» Named-object pointing records:
┄┄┄┄┄┄┄┄┄┄┄┄┄┄┄┄┄┄┄┄

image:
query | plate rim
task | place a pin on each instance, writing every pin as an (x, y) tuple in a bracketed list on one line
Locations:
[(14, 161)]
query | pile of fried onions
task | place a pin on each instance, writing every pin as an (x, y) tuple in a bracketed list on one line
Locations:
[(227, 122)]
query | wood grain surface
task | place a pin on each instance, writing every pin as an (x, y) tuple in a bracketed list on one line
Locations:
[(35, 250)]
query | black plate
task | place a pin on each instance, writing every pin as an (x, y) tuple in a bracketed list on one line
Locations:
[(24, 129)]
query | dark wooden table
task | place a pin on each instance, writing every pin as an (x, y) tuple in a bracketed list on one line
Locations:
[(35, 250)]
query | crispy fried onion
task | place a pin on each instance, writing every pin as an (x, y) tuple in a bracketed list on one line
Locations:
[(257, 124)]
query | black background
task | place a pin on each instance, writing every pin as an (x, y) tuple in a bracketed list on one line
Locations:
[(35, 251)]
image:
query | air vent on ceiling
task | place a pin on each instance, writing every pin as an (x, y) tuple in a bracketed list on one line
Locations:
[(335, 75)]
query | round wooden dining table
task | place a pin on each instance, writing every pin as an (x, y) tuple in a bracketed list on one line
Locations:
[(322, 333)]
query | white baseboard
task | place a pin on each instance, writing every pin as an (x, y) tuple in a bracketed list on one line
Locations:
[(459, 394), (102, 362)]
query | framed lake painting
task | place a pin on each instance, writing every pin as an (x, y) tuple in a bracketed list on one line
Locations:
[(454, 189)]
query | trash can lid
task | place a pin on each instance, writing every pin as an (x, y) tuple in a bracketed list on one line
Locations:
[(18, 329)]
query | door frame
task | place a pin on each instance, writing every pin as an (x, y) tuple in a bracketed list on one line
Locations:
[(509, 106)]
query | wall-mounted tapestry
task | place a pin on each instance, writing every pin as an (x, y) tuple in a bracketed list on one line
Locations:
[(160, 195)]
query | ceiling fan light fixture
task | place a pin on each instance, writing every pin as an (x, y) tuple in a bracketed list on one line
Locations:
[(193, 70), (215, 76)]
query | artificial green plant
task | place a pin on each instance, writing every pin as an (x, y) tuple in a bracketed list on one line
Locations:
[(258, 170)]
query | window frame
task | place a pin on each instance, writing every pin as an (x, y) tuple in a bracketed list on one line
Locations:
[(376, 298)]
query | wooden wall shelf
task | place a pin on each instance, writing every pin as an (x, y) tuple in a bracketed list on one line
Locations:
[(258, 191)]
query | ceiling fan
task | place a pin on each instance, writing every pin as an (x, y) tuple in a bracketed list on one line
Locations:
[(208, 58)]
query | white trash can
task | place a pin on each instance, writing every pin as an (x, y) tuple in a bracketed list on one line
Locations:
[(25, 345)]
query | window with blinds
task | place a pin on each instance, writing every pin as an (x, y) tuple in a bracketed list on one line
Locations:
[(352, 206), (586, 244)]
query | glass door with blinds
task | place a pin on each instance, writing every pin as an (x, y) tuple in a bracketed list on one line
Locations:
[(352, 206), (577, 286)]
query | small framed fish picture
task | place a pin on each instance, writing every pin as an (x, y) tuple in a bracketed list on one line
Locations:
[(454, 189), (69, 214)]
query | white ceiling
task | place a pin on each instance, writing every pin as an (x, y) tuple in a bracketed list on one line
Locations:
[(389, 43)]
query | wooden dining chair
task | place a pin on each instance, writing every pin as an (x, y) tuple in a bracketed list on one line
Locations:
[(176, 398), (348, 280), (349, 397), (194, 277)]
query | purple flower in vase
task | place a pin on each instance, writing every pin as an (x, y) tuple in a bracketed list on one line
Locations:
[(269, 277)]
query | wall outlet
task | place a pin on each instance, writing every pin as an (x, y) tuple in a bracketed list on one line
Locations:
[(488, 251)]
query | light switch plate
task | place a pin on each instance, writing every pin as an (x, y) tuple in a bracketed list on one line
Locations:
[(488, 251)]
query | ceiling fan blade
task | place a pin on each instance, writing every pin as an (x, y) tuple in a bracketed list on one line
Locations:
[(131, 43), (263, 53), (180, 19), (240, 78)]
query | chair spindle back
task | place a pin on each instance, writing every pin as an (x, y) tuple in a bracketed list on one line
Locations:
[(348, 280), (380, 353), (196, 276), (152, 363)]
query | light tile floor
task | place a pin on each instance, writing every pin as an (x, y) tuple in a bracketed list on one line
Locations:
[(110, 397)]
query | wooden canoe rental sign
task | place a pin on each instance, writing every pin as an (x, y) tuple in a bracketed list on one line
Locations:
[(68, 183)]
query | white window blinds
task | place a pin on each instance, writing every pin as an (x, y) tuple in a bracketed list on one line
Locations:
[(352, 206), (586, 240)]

┄┄┄┄┄┄┄┄┄┄┄┄┄┄┄┄┄┄┄┄

» Exercise objective: Repeat these records line for line, with nothing changed.

» Response to this task:
image:
query | plate rim
task | place a pin on each instance, writing every pin as an (x, y) tuple in a bracketed list on one line
Locations:
[(14, 161)]
query | pile of fried onions
task | place a pin on each instance, writing every pin as an (x, y) tuple in a bracketed list on one line
Locations:
[(227, 122)]
query | wood grain surface
task | place a pin on each instance, writing every pin as an (x, y) tuple in a bracketed list on one line
Locations:
[(35, 250)]
query | black plate
task | place a pin on each instance, writing every pin as an (x, y) tuple in a bracketed list on one line
Locations:
[(24, 129)]
query | dark wooden table
task | place a pin on each instance, writing every pin as an (x, y) tuple in a bracketed list on one line
Locations:
[(35, 250)]
query | crispy fried onion
task | place a pin on each instance, writing every pin as an (x, y) tuple in a bracketed list on one line
Locations:
[(257, 124)]
query | black background
task | place a pin on each instance, writing every pin as an (x, y) tuple in a bracketed list on one line
Locations:
[(35, 251)]
image:
query | air vent on ceiling
task | place a pin on each instance, writing every pin as an (x, y) tuple in a bracketed list on one line
Locations:
[(335, 75)]
query | round wooden dining table
task | place a pin on each instance, writing every pin as an (x, y) tuple in a bracketed list on one line
Locations:
[(322, 333)]
query | white baseboard
task | place a pin on each instance, writing every pin as an (x, y) tuple in a bracketed list on one line
Locations:
[(459, 394), (102, 362)]
query | framed lake painting
task | place a pin on each instance, writing every pin as an (x, y) tuple in a bracketed list on one line
Locations:
[(454, 189)]
query | trash can lid
task | place a pin on each instance, writing every pin as an (x, y) tuple in a bracketed list on one line
Locations:
[(18, 329)]
query | door frame
task | place a pin on each instance, writing every pin as an (x, y) tuple in a bracketed list on one line
Locations:
[(509, 106)]
query | wall-mounted tapestry
task | place a pin on each instance, writing every pin as an (x, y) tuple in a bracketed list on one line
Locations:
[(160, 195)]
query | ceiling fan light fixture
task | place a pin on each instance, writing every pin as an (x, y) tuple in a bracketed list on one line
Locations:
[(193, 70), (215, 76)]
query | artificial green plant
task | place a pin on each instance, writing every pin as an (x, y) tuple in a bracketed list on one line
Locations:
[(258, 170)]
query | window frame
task | place a pin on each instance, writing every pin as an (x, y) tuple in a bracketed list on one line
Locations:
[(376, 298)]
query | wooden wall shelf
task | place a pin on each instance, writing every pin as an (x, y) tuple in a bracketed list on one line
Locations:
[(258, 191)]
query | ceiling fan
task | place a pin on each instance, writing every pin as an (x, y) tuple in a bracketed list on one line
Locations:
[(208, 58)]
query | white trash can
task | place a pin on each instance, writing every pin as an (x, y) tuple in a bracketed list on one line
Locations:
[(25, 345)]
query | window with blinds
task | place a pin on each instance, writing every pin as an (x, y) tuple in a bracketed list on one line
Locations:
[(352, 206), (586, 244)]
query | glass door with blinds
task | place a pin on each instance, writing every pin as an (x, y) tuple in a bracketed list on one line
Locations:
[(352, 206), (577, 286)]
query | small framed fish picture
task | place a pin on each instance, writing every pin as an (x, y) tuple in a bracketed list on one line
Locations:
[(454, 189), (69, 214)]
query | white ceiling
task | place a pin on each instance, writing every pin as an (x, y) tuple in a bracketed list on one line
Locations:
[(389, 43)]
query | wooden dining chair
task | place a pin on each instance, writing every pin as an (x, y) tuple in a bracketed list on one line
Locations:
[(176, 398), (348, 280), (349, 397), (194, 277)]
query | purple flower in vase
task | place a pin on each instance, writing every pin as an (x, y) tuple in a bracketed list on one line
Locations:
[(269, 277)]
query | wall outlet
task | place a pin on each instance, writing every pin as an (x, y) tuple in a bracketed list on one line
Locations:
[(488, 251)]
query | light switch plate
task | place a pin on each instance, writing every pin as an (x, y) tuple in a bracketed list on one line
Locations:
[(488, 251)]
query | ceiling fan blade
task | place a pin on each instance, writing every pin as an (x, y) tuple in a bracketed list on one line
Locations:
[(131, 43), (263, 53), (180, 19), (240, 78)]
query | chair spindle back
task | place a pin on each instance, writing every pin as an (x, y) tuple in a bracketed list on one line
Locations:
[(348, 280), (380, 353), (196, 276), (152, 363)]
query | light tile floor
task | place a pin on each instance, writing every pin as an (x, y) tuple in a bracketed list on one line
Locations:
[(110, 397)]
query | wooden canoe rental sign
task | place a pin on each instance, writing every pin as an (x, y) tuple in a bracketed list on one line
Locations:
[(68, 183)]
query | white window blinds
task | place a pin on each instance, writing every pin as an (x, y) tuple in a bracketed list on one line
Locations:
[(352, 206), (586, 240)]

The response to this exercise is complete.